PASSAGE FOR REVIEW
● ● ● ● ●

Why I do Counseling
Written by: Stephen Higgins
The most fulfilling parts of my career have been when I’ve landed in a role of helping others. From selling supplements at the local natural foods store in high school to becoming a psychotherapist over the past several years, I’ve always valued being able to bring healing into the world.
I do counseling because I believe in the human spirit, with all its inherent healing power.
I do counseling work because I believe that people can become the best versions of themselves—especially when they’ve got quality support for doing their inner work. As one of my early Hakomi teachers said, “We are always looking for the next self-relevant experience:” our systems are always looking to grow, hoping to blossom, and longing to achieve greater integrity and more beautiful complexity. Change is tough for humans. We all resist and rail against it. But we also crave what’s next for us—our “version 2.0”—and it’s a simple fact of our nature as warm-blooded creatures that we’re more likely to take the risk of growing when we feel safe, we feel well held, and we feel like we’re not alone in our experiences.
“A safe and trusting relationship is the core of psychotherapy precisely because it provides the emotional support and regulation necessary to counterbalance the emotional and biological stressors of change.” Louis Cozolino
I do counseling because I want to offer folks a sturdy, lovingly-supportive container in which they can uncover and integrate important parts of themselves. I believe that having a strong therapeutic alliance is often a necessary part of our inner work, and offering this kind of relationship to folks is deeply meaningful to me. I do counseling because we’ve all got automatic, unconscious parts of ourselves, and through counseling work, I get to help people discover conscious, preferred ways of being instead.
I help people uncover even more authentic ways of being—with themselves and others—and I love it!
I typically don’t offer short-term, “solution-focused” therapy. I do deep, long term work with my clients. And things like “finding solutions” and “symptom resolution” end up being a natural outgrowth of this deep work. I value long term relationships in psychotherapy because—as my own therapist said to me 8-or-so years into our process when we’d gotten to something new and juicy that we’d never uncovered before— there’s a power in staying. I believe that it takes time to create enough safety and a sturdy enough relationship in order to begin to profitably mine the core of ourselves; and I believe that it’s absolutely essential to have respect for and to build trust with the healthy, protective aspects of a person before digging deeper.

● ● ● ● ●

DATA EXCERPTS
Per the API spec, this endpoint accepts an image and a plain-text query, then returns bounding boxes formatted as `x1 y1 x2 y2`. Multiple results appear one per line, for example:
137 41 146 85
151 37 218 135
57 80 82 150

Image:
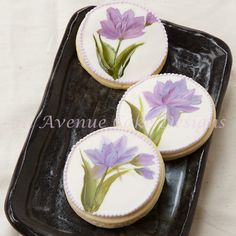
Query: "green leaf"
80 151 97 212
93 35 113 76
99 35 115 68
113 43 144 79
126 101 147 135
93 170 129 211
150 119 168 146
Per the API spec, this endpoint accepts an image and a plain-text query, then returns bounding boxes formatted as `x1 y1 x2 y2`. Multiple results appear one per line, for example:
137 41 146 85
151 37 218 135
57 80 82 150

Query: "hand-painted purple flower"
145 12 158 26
98 7 145 40
84 136 137 177
143 79 202 126
130 153 155 166
135 167 154 179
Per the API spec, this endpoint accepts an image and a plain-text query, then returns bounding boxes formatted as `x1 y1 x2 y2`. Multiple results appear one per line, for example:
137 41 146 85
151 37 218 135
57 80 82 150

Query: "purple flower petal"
98 7 145 40
143 92 162 107
166 107 180 126
135 167 154 179
107 7 122 26
144 79 202 126
145 106 165 120
92 165 107 179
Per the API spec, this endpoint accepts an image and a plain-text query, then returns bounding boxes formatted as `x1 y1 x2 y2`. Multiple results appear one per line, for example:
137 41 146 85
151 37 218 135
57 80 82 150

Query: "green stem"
91 168 108 212
114 39 122 64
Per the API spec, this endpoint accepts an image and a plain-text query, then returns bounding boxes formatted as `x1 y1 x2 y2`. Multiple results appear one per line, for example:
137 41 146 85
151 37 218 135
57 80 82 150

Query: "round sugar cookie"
116 74 216 160
76 2 168 89
63 127 165 228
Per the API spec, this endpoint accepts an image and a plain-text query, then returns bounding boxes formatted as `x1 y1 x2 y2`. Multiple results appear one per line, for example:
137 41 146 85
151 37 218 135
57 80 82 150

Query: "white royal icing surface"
64 127 160 217
76 2 168 84
116 74 214 154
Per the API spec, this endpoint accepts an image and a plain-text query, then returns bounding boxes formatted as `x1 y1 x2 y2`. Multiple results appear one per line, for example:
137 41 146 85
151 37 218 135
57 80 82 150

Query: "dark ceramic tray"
5 7 232 236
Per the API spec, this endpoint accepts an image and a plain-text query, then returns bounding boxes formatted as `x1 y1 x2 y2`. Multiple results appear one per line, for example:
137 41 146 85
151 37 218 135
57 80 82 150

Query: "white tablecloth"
0 0 236 236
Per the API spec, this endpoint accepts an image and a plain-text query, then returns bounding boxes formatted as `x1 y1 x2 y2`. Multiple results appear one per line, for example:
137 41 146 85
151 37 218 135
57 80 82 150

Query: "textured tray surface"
5 7 232 236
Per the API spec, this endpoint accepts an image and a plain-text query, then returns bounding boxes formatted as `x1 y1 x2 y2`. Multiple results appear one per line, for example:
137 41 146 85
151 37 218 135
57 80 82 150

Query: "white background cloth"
0 0 236 236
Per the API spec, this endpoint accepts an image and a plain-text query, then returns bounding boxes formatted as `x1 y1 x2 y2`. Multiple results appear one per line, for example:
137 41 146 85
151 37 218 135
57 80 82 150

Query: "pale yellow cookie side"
63 149 165 228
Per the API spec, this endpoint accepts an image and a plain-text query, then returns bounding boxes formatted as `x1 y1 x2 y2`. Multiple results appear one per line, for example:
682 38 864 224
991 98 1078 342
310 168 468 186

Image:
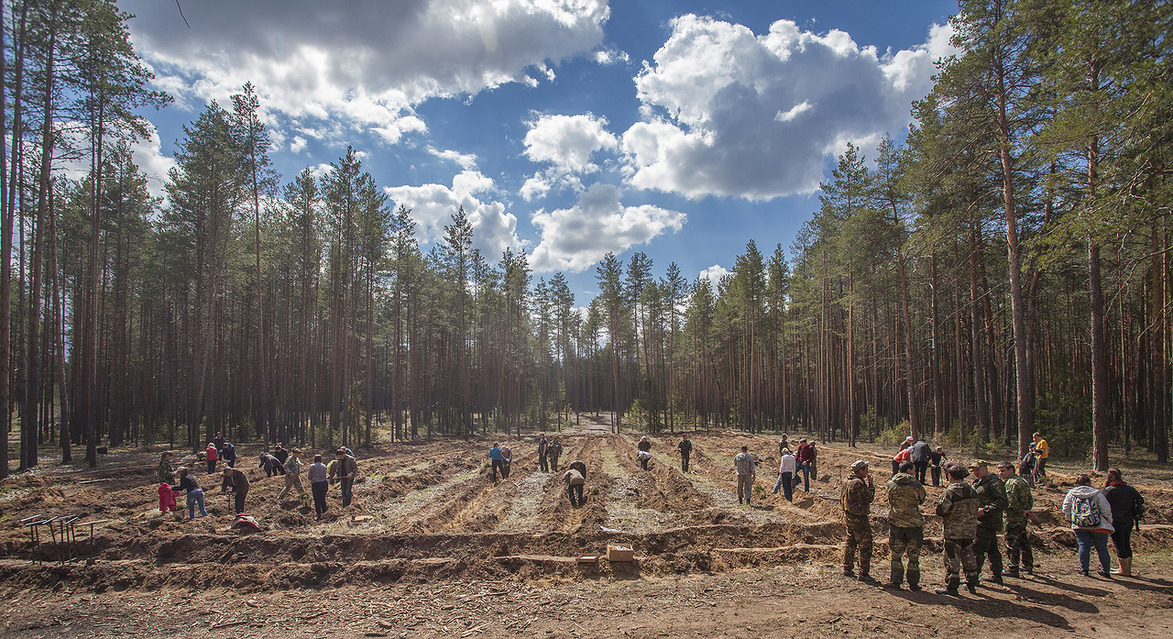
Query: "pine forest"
0 0 1173 477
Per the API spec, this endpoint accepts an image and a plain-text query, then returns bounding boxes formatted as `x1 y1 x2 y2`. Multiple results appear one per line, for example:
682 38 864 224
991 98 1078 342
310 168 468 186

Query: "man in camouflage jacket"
937 464 979 594
888 462 925 591
970 460 1009 584
839 460 876 582
998 462 1035 578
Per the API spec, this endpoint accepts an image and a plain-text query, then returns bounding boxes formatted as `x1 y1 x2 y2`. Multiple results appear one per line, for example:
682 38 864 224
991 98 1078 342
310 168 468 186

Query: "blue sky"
120 0 956 305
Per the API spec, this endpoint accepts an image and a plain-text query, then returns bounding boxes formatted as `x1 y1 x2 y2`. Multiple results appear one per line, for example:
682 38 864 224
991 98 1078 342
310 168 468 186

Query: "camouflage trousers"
843 515 872 575
974 524 1002 577
943 539 981 590
1006 522 1035 572
888 525 924 586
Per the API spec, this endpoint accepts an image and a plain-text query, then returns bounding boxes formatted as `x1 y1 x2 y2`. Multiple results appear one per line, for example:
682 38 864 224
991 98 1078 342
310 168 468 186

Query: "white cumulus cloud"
622 15 951 200
120 0 610 143
529 183 685 272
384 171 521 261
521 113 619 200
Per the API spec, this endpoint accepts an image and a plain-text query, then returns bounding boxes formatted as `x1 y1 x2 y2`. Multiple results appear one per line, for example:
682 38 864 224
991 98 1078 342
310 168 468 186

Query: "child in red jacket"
158 482 178 512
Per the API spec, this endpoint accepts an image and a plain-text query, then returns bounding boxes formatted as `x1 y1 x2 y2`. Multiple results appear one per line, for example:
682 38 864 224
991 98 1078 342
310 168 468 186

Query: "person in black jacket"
1101 468 1145 577
221 467 249 515
219 442 236 468
257 453 285 477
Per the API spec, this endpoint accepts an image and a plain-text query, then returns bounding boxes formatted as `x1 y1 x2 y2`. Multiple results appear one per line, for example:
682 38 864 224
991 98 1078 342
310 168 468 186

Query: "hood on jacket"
889 473 917 485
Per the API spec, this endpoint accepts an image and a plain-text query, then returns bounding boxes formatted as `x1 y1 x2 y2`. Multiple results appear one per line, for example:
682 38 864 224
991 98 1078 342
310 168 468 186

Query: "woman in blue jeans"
1063 475 1116 579
175 467 208 519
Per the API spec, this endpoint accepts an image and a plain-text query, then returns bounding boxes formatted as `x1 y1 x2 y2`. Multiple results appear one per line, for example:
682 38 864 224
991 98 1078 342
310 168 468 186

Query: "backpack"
1071 497 1100 528
1128 495 1148 522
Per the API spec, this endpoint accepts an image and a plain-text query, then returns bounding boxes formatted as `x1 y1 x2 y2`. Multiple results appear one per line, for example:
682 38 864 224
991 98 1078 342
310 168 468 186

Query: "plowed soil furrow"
442 446 548 532
542 436 610 532
9 430 1173 590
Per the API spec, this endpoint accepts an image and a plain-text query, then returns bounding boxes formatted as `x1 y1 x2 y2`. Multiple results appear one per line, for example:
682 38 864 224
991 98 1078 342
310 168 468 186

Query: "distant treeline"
0 0 1173 476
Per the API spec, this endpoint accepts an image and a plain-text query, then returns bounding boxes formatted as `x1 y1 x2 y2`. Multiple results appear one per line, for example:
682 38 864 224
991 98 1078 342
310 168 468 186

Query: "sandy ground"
0 428 1173 638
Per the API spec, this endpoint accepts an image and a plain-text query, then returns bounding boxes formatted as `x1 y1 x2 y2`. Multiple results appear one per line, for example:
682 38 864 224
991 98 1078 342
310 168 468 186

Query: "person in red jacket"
204 442 219 473
794 437 814 492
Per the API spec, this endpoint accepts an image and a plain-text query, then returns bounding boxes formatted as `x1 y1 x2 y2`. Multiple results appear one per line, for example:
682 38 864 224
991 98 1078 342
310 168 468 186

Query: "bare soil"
0 424 1173 638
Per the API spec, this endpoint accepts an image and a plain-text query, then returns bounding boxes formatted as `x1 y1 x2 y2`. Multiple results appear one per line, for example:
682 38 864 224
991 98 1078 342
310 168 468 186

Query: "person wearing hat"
839 460 876 583
888 462 927 591
221 467 249 515
908 437 931 485
891 442 913 475
929 446 949 487
998 462 1035 578
794 437 814 492
305 455 330 519
936 464 981 596
733 446 758 504
676 433 692 473
636 435 652 470
1031 433 1051 484
277 448 306 503
333 448 359 508
969 460 1010 585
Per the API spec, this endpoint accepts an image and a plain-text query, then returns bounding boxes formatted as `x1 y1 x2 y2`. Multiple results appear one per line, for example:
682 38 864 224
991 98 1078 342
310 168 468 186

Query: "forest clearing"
0 426 1173 637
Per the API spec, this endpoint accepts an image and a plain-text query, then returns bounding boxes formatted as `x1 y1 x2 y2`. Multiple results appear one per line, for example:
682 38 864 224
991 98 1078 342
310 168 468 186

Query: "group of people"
840 434 1144 596
774 435 818 502
158 443 358 519
537 433 562 473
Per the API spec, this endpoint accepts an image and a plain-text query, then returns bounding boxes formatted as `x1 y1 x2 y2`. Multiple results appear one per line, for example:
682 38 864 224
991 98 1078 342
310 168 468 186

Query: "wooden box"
606 546 636 562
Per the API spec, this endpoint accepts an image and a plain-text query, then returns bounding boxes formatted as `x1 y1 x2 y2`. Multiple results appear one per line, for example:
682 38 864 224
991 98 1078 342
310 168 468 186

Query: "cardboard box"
606 546 636 562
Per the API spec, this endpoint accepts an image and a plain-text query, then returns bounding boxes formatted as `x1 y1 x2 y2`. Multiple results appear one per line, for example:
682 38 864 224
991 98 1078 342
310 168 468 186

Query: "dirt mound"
0 433 1173 591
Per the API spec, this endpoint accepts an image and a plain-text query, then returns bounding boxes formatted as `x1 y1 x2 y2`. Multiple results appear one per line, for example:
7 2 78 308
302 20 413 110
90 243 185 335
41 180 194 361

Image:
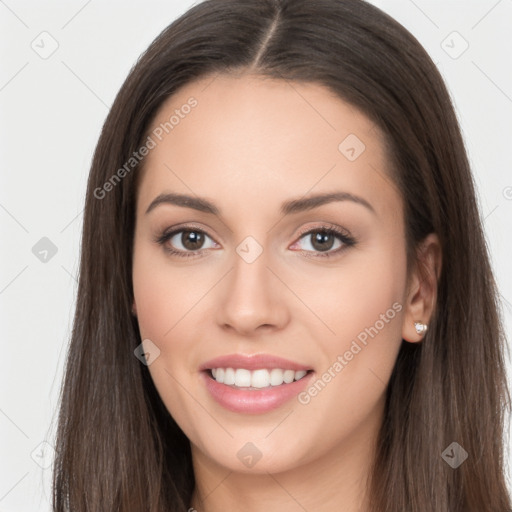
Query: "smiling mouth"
206 368 313 391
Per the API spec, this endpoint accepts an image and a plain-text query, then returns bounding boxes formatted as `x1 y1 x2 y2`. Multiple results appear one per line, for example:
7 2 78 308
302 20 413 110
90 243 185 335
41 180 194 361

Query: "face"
133 75 415 473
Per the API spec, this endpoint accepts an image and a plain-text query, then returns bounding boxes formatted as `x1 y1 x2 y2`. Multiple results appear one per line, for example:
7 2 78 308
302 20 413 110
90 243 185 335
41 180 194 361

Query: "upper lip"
199 354 311 371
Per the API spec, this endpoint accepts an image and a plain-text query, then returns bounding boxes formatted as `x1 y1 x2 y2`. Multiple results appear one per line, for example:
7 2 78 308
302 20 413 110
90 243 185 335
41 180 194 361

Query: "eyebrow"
146 191 376 216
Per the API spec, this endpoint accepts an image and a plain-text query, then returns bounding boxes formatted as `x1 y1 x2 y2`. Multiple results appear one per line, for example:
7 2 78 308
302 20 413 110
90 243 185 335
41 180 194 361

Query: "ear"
402 233 442 343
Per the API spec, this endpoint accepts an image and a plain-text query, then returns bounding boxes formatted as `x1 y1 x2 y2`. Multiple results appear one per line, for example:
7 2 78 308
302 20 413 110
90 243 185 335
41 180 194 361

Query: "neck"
191 400 382 512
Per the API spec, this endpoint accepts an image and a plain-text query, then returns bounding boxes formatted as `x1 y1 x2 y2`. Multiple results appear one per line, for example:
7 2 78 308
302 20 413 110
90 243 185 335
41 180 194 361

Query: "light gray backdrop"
0 0 512 512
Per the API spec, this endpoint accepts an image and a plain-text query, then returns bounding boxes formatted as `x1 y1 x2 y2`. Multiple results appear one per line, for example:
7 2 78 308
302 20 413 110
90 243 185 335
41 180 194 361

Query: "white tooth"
215 368 224 384
251 370 270 388
270 368 284 386
294 370 308 380
235 368 251 388
224 368 235 386
283 370 295 384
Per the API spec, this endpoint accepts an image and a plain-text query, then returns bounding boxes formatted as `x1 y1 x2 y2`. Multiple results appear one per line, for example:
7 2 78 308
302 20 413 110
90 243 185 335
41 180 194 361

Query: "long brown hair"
53 0 511 512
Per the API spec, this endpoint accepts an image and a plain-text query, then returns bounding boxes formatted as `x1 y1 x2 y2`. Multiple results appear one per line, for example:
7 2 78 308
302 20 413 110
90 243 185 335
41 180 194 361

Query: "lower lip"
201 371 314 414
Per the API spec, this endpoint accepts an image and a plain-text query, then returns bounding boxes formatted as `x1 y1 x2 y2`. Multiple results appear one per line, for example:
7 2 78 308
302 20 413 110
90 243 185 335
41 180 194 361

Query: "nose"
217 251 290 337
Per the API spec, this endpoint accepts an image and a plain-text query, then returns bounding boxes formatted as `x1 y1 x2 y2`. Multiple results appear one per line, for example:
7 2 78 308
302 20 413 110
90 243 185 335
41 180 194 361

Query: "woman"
54 0 511 512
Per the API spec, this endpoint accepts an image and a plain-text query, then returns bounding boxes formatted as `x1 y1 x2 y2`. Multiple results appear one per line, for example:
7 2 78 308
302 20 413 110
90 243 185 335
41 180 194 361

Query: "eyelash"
154 224 357 258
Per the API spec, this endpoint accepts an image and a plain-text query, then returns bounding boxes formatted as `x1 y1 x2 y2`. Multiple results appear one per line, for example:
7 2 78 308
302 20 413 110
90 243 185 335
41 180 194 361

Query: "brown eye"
155 228 218 257
180 230 204 251
293 226 357 257
309 231 336 251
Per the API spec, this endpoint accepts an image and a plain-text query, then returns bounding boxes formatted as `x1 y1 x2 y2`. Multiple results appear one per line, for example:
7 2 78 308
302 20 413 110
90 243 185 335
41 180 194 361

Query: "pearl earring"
414 322 428 335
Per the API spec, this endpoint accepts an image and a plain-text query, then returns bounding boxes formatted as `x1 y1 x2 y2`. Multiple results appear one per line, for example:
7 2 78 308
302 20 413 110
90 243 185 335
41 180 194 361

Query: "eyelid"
153 222 358 258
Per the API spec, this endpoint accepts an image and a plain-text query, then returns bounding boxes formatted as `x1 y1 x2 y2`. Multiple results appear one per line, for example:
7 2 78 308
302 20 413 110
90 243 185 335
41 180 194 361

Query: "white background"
0 0 512 512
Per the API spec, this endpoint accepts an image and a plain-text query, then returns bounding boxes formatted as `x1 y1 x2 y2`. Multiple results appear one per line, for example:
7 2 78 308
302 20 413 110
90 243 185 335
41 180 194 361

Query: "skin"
133 74 441 512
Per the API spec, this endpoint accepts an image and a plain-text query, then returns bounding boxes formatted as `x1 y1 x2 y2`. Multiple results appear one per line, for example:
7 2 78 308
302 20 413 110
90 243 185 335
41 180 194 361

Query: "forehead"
139 71 399 218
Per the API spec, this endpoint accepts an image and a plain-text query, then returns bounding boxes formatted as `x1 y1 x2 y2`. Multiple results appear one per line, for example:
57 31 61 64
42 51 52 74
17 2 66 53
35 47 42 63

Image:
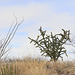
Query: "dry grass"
0 58 75 75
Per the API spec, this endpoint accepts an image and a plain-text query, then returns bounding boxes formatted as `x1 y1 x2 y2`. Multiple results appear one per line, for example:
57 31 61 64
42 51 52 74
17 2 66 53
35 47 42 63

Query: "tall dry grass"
0 58 75 75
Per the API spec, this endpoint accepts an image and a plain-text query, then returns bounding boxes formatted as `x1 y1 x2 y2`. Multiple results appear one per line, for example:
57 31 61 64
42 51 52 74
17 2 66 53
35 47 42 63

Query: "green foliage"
28 27 70 61
0 64 19 75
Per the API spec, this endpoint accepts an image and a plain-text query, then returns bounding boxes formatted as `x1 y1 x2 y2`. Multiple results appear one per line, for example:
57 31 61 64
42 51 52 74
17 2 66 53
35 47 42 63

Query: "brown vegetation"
0 58 75 75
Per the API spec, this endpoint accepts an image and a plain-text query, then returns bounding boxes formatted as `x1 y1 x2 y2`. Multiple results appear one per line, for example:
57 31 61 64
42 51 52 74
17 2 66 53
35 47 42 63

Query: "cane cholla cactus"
0 17 24 60
28 27 70 61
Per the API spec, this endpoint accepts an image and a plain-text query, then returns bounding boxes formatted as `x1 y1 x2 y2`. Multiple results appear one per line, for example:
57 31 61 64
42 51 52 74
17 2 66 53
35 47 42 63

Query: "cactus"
28 27 70 62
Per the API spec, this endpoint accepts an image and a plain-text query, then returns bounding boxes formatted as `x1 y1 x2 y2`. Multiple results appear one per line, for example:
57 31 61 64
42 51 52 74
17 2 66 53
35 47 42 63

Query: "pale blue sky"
0 0 75 59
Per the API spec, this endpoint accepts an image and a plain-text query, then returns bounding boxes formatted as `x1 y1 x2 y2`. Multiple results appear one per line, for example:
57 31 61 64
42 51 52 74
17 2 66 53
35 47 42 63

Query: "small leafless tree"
0 17 24 60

● ● ● ● ●

EXERCISE SET
[1] From the essay on why the author does counseling, extract everything from "Why I do Counseling" down to "inherent healing power.".
[2] Rewrite the paragraph beginning "I typically don’t offer short-term" from the essay on why the author does counseling as a bulleted list of its main facts.

LIST OF SOLUTIONS
[1]
Why I do Counseling
Written by: Stephen Higgins
The most fulfilling parts of my career have been when I’ve landed in a role of helping others. From selling supplements at the local natural foods store in high school to becoming a psychotherapist over the past several years, I’ve always valued being able to bring healing into the world.
I do counseling because I believe in the human spirit, with all its inherent healing power.

[2]
- The author typically doesn't offer short-term, "solution-focused" therapy and instead does deep, long-term work with clients.
- "Finding solutions" and "symptom resolution" become a natural outgrowth of this deep work.
- The author values long-term relationships in psychotherapy because, as the author's own therapist said about 8 years into their process, there's a power in staying.
- It takes time to build enough safety and a sturdy enough relationship to begin profitably mining the core of ourselves.
- Before digging deeper, it is essential to respect and build trust with a person's healthy, protective aspects.